Records from a data source:

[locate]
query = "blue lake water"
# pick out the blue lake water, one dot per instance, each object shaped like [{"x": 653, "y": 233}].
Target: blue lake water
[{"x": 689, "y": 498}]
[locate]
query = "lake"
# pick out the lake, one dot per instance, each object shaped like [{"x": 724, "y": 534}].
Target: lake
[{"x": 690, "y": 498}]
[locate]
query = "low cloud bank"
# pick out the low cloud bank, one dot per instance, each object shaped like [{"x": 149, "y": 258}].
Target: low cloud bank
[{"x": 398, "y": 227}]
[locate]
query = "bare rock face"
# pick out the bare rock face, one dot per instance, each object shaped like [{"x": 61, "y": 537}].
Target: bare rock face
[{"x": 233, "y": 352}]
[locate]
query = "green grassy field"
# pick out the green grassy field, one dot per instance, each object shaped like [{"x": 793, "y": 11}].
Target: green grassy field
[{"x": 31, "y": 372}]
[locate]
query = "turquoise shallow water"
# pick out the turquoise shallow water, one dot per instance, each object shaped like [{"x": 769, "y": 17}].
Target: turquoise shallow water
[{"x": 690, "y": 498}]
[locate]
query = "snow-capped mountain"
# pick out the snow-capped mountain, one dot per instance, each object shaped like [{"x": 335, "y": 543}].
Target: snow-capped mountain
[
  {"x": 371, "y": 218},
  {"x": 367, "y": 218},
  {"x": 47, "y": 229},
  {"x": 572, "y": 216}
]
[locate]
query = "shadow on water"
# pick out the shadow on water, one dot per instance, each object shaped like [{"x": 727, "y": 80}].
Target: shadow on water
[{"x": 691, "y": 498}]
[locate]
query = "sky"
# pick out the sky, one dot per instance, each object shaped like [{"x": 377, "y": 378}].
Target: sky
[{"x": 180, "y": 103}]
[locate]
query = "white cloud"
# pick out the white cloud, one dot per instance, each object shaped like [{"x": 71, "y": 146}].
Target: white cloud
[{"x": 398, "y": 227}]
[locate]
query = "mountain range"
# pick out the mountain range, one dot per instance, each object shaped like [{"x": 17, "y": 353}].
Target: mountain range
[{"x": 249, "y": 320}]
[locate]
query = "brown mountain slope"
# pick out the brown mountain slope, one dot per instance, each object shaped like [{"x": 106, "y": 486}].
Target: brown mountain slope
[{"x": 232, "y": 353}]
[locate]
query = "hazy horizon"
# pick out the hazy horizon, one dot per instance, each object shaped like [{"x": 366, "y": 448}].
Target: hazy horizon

What the task asks: The records shown earlier should all be returned verbatim.

Your response:
[locate]
query = "blue lake water"
# pick out the blue lake water, one dot per instance, each object shaped like [{"x": 653, "y": 233}].
Target: blue lake water
[{"x": 689, "y": 498}]
[locate]
query = "lake"
# pick out the lake, one dot per instance, each object shaped like [{"x": 724, "y": 534}].
Target: lake
[{"x": 690, "y": 498}]
[locate]
query = "low cloud bank"
# pick out the low cloud bank, one dot per instance, each object shaped like [{"x": 149, "y": 258}].
Target: low cloud bank
[{"x": 398, "y": 227}]
[locate]
query = "bare rock face"
# pick out the bare rock face, one dot per instance, each object shaped like [{"x": 61, "y": 537}].
Target: bare rock face
[{"x": 233, "y": 352}]
[locate]
query = "green grassy field"
# pick out the green grassy field, one dot per instance, each object shaped like [{"x": 793, "y": 11}].
Target: green grassy field
[{"x": 31, "y": 372}]
[locate]
query = "turquoise shallow water"
# pick out the turquoise shallow water, one dot per instance, each object shaped like [{"x": 769, "y": 17}].
Target: turquoise shallow water
[{"x": 690, "y": 498}]
[locate]
query = "snow-capped mountain"
# pick out the snow-capped mountain, one dot per instance, each object shaped like [{"x": 335, "y": 543}].
Target: snow-capped mountain
[
  {"x": 371, "y": 218},
  {"x": 367, "y": 218},
  {"x": 47, "y": 229},
  {"x": 572, "y": 216}
]
[locate]
query = "shadow on water"
# pick out the shadow on water, one dot per instance, each object shaped like [{"x": 727, "y": 80}].
Target: shadow on water
[{"x": 691, "y": 498}]
[locate]
query = "sky"
# pick out the sky, one dot per instance, each object shaped like [{"x": 377, "y": 378}].
Target: sky
[{"x": 180, "y": 103}]
[locate]
query = "white cloud"
# pick out the white cloud, one dot per instance, each object shaped like [{"x": 71, "y": 146}].
Target: white cloud
[{"x": 398, "y": 227}]
[locate]
query = "mountain range"
# pick out the mountain range, one dot per instance, each object shaped like [{"x": 17, "y": 353}].
Target: mountain range
[{"x": 249, "y": 320}]
[locate]
query = "brown mountain slope"
# pick out the brown mountain slope, one dot per instance, each object shaped like [{"x": 106, "y": 486}].
Target: brown mountain slope
[{"x": 232, "y": 353}]
[locate]
query = "hazy horizon"
# pick out the hazy horizon, one dot per instance, each object shaped like [{"x": 366, "y": 448}].
Target: hazy horizon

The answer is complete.